PROBLEM DETAILS: Count the lines of the items below that contain the string "green", matching case exactly, and reply with the number alone.

GIVEN ENTRIES:
================

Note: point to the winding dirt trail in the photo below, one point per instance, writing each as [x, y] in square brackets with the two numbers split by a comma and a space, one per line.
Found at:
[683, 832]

================

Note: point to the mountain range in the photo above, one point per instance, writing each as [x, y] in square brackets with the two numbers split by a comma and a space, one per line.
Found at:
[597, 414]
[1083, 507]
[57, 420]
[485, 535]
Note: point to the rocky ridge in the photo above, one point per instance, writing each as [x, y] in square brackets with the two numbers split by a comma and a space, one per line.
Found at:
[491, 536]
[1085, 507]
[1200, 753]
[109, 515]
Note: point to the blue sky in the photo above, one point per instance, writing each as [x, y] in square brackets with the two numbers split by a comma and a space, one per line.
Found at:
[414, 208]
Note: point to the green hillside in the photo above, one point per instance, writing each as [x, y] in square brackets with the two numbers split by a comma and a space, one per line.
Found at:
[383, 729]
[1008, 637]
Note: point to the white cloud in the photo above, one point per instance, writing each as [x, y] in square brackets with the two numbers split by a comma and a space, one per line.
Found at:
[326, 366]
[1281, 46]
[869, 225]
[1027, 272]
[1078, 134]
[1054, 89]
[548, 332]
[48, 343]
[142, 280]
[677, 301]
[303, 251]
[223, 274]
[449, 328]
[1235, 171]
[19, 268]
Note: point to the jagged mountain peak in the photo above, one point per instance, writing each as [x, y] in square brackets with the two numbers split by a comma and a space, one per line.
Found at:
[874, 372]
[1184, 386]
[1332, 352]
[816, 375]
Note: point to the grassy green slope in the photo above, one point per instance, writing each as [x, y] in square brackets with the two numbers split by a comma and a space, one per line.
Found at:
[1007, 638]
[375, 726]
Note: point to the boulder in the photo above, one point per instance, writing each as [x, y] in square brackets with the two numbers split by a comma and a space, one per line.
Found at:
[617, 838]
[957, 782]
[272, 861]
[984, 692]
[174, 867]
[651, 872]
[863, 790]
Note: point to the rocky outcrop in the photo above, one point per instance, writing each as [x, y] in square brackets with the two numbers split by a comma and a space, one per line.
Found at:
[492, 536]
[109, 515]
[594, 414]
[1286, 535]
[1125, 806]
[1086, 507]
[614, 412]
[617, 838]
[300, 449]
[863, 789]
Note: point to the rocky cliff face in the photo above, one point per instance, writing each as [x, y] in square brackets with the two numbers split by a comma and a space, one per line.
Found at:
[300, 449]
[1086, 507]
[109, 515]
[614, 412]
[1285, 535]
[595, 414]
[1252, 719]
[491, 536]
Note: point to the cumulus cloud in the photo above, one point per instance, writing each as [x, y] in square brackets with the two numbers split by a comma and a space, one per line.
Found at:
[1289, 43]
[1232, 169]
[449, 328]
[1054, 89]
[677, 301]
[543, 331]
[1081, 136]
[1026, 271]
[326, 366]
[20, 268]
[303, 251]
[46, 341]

================

SOLUTION TO THE EXERCISE: 2